— What is expected —
In the mailing list excerpt, which changes are requested to be included in the repost?

-- START OF Source excerpt --

When you repost, please include the rqspinlock and poll_idle changes as
well to show how the interface is used.
--
Catalin
Catalin Marinas <catalin.marinas@arm.com> writes:
> On Tue, Sep 02, 2025 at 03:46:52PM -0700, Ankur Arora wrote:
>> Catalin Marinas <catalin.marinas@arm.com> writes:
>> > Can you have a go at poll_idle() to see how it would look like using
>> > this API? It doesn't necessarily mean we have to merge them all at once
>> > but it gives us a better idea of the suitability of the interface.

-- END OF Source excerpt --
-- START OF Provided information --

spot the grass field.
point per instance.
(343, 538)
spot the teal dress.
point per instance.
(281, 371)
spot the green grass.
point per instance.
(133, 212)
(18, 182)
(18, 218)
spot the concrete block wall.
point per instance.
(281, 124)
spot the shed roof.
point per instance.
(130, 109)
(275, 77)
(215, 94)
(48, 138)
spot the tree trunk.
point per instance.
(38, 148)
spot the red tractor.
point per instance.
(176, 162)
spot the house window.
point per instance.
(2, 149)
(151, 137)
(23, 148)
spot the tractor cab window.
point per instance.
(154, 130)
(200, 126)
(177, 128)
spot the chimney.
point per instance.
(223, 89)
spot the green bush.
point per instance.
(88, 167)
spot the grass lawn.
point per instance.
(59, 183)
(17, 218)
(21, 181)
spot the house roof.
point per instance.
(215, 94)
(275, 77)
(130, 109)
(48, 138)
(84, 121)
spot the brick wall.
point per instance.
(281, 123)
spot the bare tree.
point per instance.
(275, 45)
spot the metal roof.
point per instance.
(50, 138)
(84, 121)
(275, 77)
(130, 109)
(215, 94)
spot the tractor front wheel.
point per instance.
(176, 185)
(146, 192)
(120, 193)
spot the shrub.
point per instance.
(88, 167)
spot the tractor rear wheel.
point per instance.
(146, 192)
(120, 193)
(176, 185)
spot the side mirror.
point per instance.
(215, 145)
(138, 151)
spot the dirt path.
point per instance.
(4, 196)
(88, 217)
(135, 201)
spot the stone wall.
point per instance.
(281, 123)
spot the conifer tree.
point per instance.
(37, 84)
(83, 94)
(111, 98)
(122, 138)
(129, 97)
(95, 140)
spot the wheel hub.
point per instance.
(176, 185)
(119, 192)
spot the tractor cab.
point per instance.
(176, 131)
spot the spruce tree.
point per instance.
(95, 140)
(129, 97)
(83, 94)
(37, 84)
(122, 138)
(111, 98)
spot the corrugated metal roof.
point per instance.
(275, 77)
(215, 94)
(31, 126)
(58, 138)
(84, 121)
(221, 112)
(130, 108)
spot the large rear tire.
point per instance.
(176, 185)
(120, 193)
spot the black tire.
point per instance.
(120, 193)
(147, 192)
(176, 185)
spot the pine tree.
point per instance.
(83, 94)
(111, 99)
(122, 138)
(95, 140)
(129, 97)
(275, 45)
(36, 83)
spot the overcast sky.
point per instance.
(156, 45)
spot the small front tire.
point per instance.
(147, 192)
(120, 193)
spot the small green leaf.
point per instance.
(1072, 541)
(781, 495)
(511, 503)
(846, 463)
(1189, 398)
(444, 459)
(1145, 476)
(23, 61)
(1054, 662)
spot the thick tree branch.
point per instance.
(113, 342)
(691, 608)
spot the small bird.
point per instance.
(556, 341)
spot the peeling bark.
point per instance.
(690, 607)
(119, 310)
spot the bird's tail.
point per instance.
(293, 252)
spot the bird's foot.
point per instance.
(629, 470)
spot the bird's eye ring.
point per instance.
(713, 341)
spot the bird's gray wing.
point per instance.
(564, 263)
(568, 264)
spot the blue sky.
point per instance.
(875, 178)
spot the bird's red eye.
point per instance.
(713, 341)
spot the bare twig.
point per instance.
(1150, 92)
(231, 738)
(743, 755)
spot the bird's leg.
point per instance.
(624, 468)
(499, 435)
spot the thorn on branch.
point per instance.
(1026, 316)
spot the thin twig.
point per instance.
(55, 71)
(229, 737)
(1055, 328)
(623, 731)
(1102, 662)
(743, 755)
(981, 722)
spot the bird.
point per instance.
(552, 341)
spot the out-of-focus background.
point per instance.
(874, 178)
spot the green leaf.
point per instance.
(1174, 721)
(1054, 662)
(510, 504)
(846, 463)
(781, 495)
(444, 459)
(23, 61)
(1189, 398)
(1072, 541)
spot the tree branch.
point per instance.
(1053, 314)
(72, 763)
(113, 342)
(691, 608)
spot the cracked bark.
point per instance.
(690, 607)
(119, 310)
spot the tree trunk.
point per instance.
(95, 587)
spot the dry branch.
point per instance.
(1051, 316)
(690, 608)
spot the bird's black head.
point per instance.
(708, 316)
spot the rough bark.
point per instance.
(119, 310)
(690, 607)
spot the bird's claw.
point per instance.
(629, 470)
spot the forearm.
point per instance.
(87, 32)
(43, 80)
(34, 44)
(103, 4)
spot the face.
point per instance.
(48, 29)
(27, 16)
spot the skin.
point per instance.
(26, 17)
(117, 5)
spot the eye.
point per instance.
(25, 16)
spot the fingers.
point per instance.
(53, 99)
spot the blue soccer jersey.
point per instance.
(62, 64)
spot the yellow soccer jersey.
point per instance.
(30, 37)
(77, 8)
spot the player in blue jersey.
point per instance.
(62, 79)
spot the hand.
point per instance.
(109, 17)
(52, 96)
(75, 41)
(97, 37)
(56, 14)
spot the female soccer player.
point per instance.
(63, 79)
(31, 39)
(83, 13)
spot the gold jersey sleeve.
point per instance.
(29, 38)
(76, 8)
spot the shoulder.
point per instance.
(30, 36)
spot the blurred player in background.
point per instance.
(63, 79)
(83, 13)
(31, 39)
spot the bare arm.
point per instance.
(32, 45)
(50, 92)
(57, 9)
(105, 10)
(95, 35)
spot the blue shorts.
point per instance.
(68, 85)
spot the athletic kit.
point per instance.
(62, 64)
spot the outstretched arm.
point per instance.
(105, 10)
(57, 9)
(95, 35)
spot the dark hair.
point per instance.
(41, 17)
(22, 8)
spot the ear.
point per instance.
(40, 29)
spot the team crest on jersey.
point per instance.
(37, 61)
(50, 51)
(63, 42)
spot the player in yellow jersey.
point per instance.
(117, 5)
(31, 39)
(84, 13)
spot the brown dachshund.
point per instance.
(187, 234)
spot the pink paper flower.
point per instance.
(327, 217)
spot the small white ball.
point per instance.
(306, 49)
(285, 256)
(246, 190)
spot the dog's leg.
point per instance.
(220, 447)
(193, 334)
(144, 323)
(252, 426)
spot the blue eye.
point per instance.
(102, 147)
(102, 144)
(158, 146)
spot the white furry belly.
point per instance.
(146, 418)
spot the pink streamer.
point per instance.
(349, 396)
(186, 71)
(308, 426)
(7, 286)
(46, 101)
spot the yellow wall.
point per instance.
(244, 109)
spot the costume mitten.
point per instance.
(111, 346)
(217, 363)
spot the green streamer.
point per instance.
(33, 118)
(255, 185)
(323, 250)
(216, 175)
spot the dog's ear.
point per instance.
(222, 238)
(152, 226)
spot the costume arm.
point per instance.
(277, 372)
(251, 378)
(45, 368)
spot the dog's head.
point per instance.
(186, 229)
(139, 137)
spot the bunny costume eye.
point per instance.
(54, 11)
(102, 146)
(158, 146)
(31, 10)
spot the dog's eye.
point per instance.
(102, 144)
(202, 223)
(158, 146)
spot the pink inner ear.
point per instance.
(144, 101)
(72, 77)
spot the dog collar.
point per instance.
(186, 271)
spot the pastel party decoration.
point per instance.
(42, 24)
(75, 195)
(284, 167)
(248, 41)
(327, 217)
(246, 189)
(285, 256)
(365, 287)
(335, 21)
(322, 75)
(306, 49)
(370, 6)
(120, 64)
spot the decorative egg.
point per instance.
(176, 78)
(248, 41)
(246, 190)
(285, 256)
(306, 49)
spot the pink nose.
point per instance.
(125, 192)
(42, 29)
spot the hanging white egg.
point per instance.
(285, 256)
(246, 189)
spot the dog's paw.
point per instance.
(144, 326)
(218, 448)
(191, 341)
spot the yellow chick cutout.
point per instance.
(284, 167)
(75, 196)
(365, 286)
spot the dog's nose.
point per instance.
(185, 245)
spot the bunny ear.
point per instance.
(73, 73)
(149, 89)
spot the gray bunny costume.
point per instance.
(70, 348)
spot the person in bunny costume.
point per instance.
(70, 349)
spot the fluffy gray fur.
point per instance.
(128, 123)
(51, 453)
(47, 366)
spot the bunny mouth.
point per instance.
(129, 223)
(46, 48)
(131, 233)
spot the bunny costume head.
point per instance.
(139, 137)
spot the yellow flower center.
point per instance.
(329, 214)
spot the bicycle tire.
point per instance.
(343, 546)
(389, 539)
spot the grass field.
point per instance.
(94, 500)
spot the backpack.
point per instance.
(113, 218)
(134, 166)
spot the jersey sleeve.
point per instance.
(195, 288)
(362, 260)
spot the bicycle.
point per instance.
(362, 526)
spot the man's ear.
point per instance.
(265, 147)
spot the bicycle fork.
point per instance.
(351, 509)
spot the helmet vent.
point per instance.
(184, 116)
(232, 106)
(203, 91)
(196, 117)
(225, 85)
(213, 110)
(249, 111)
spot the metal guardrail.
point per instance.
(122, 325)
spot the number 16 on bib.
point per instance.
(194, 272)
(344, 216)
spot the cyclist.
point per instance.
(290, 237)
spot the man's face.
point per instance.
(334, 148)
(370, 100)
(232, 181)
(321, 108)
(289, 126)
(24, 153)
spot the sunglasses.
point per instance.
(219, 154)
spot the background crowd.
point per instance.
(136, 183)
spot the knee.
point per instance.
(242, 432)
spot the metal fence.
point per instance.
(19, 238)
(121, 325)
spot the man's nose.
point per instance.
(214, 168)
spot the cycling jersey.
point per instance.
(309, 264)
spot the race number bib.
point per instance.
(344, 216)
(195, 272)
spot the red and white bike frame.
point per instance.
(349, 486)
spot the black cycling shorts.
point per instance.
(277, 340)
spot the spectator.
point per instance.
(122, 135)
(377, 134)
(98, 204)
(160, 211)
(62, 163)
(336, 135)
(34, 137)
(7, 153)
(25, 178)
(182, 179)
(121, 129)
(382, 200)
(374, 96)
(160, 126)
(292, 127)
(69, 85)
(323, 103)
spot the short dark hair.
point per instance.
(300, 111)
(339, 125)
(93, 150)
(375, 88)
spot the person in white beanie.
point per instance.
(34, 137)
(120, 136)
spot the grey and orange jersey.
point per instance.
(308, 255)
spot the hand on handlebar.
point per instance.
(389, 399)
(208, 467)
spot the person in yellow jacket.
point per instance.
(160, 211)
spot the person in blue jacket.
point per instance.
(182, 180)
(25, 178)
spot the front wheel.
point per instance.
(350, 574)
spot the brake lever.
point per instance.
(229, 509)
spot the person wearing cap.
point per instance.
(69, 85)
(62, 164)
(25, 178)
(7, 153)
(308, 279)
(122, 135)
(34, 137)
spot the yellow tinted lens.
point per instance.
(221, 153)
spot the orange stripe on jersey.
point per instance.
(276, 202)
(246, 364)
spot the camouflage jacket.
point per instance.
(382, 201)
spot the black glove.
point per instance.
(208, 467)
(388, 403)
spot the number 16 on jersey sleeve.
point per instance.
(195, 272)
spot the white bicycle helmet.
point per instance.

-- END OF Provided information --

— Final answer —
The rqspinlock and poll_idle changes.